#### DATA ROWS
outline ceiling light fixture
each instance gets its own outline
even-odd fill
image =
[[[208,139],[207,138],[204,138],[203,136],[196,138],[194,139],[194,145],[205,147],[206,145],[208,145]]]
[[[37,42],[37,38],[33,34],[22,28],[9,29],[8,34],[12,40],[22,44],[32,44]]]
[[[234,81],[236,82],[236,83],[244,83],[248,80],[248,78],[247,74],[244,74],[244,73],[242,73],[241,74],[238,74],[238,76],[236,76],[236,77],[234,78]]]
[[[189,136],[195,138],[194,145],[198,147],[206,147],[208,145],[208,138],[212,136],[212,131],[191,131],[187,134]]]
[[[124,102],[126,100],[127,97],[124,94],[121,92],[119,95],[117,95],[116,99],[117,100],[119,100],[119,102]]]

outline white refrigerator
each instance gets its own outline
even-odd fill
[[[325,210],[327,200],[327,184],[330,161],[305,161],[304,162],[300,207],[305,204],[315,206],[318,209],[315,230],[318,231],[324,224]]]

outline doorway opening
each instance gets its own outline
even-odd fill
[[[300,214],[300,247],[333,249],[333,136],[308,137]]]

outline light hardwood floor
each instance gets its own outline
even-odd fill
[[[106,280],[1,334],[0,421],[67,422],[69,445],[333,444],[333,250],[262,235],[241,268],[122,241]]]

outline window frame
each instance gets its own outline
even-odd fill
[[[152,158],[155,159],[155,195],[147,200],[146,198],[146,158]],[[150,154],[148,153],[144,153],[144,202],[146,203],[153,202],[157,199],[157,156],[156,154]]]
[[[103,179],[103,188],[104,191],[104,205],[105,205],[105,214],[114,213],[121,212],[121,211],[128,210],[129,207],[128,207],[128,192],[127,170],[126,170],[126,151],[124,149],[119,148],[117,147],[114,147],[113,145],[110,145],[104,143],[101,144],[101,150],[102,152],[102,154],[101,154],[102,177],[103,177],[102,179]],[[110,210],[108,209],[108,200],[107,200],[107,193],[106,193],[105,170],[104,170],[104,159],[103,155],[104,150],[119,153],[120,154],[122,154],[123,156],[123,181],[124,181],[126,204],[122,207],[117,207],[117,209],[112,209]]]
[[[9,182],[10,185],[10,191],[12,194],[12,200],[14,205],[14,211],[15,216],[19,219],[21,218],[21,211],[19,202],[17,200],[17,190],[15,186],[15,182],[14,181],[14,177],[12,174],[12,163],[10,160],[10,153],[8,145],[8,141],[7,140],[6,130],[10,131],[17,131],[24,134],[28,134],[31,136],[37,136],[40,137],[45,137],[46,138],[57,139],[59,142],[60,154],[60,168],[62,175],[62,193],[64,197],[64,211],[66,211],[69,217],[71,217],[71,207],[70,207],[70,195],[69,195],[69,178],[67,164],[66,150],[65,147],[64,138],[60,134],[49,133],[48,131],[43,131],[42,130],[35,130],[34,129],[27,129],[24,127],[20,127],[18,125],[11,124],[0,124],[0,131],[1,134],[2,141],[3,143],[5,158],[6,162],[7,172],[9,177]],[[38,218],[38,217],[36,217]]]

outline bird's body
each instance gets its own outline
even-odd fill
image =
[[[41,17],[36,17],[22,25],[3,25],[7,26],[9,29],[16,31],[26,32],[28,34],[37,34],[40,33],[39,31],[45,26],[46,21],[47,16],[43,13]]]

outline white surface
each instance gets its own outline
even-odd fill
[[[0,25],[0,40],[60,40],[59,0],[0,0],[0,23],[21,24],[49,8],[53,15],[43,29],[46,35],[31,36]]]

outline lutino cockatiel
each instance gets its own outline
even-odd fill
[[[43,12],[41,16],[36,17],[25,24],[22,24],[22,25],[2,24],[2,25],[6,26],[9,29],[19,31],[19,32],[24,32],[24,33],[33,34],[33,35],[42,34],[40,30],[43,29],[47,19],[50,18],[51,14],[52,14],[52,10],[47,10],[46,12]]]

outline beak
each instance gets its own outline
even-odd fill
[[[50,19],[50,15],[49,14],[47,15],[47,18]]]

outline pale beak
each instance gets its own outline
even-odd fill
########
**WHAT IS EXPECTED:** Write out the records above again, swapping every "even-odd" for "nonzero" and changing nothing else.

**FULL SOLUTION:**
outline ceiling light fixture
each instance gets its own outline
nonzero fill
image =
[[[208,139],[207,138],[204,138],[203,136],[196,138],[194,139],[194,145],[205,147],[206,145],[208,145]]]
[[[37,42],[37,38],[33,34],[22,28],[9,29],[8,34],[12,40],[22,44],[32,44]]]
[[[234,81],[236,82],[236,83],[244,83],[248,80],[248,78],[247,74],[244,74],[244,73],[242,73],[241,74],[238,74],[238,76],[236,76],[236,77],[234,78]]]
[[[189,136],[195,138],[194,145],[198,147],[206,147],[208,145],[208,138],[212,136],[212,131],[191,131],[187,134]]]
[[[124,102],[126,100],[127,97],[124,94],[121,92],[119,95],[117,95],[116,99],[117,100],[119,100],[119,102]]]

outline white refrigerator
each instance gets its own outline
nonzero fill
[[[325,210],[327,200],[327,184],[330,161],[305,161],[304,162],[300,207],[305,204],[315,206],[318,209],[315,230],[318,231],[324,224]]]

outline doorway opening
each instance gets its own outline
nonzero fill
[[[300,214],[300,247],[333,249],[333,136],[308,137]]]

outline light hardwood floor
each instance gets its own outline
nonzero fill
[[[106,280],[1,334],[0,421],[67,422],[69,445],[333,444],[333,250],[262,235],[241,268],[122,241]]]

outline window frame
each instance gets its own outline
nonzero fill
[[[152,158],[155,159],[155,195],[147,200],[146,198],[146,158]],[[150,154],[148,153],[144,153],[144,202],[146,203],[153,202],[157,199],[157,156],[156,154]]]
[[[103,179],[103,188],[104,191],[104,205],[105,205],[105,214],[114,213],[121,212],[121,211],[128,210],[129,207],[128,207],[128,192],[127,170],[126,170],[126,151],[124,149],[119,148],[117,147],[114,147],[113,145],[110,145],[104,143],[101,144],[101,150],[102,152],[102,154],[101,154],[102,177],[103,177],[102,179]],[[110,210],[108,209],[108,200],[107,200],[107,193],[106,193],[105,170],[104,170],[104,159],[103,155],[104,150],[119,153],[120,154],[122,154],[123,156],[123,181],[124,181],[126,204],[122,207],[117,207],[117,209],[112,209]]]
[[[9,182],[10,185],[10,191],[12,194],[12,200],[14,205],[14,211],[15,216],[19,219],[21,218],[21,211],[19,202],[17,200],[17,190],[15,186],[15,182],[14,181],[14,177],[12,174],[12,163],[10,160],[10,153],[8,145],[8,141],[7,140],[6,130],[10,131],[17,131],[24,134],[28,134],[31,136],[37,136],[40,137],[45,137],[46,138],[57,139],[59,142],[60,154],[60,168],[62,175],[62,193],[64,197],[64,211],[66,211],[69,217],[71,217],[71,207],[70,207],[70,195],[69,195],[69,178],[67,164],[66,150],[65,147],[64,138],[60,134],[49,133],[48,131],[43,131],[42,130],[35,130],[34,129],[27,129],[24,127],[20,127],[18,125],[11,124],[0,124],[0,131],[1,134],[2,141],[3,143],[5,158],[6,162],[7,172],[9,177]],[[38,218],[38,217],[36,217]]]

outline bird's body
each instance gets its own outline
nonzero fill
image =
[[[41,17],[36,17],[22,25],[3,25],[7,26],[9,29],[16,31],[26,32],[28,34],[37,34],[40,33],[39,31],[45,26],[46,21],[47,16],[43,13]]]

outline white surface
each instance gets its own outline
nonzero fill
[[[0,25],[0,40],[60,40],[59,0],[0,0],[0,23],[21,24],[49,8],[53,15],[43,29],[46,35],[31,36]]]

outline lutino cockatiel
each instance gets its own outline
nonzero fill
[[[43,12],[41,16],[36,17],[25,24],[22,24],[22,25],[2,24],[2,25],[6,26],[9,29],[19,31],[19,32],[24,32],[24,33],[33,34],[33,35],[42,34],[40,30],[43,29],[47,19],[50,18],[51,14],[52,14],[52,10],[47,10],[46,12]]]

outline beak
each instance gets its own outline
nonzero fill
[[[50,19],[50,15],[49,14],[47,15],[47,18]]]

outline pale beak
each instance gets its own outline
nonzero fill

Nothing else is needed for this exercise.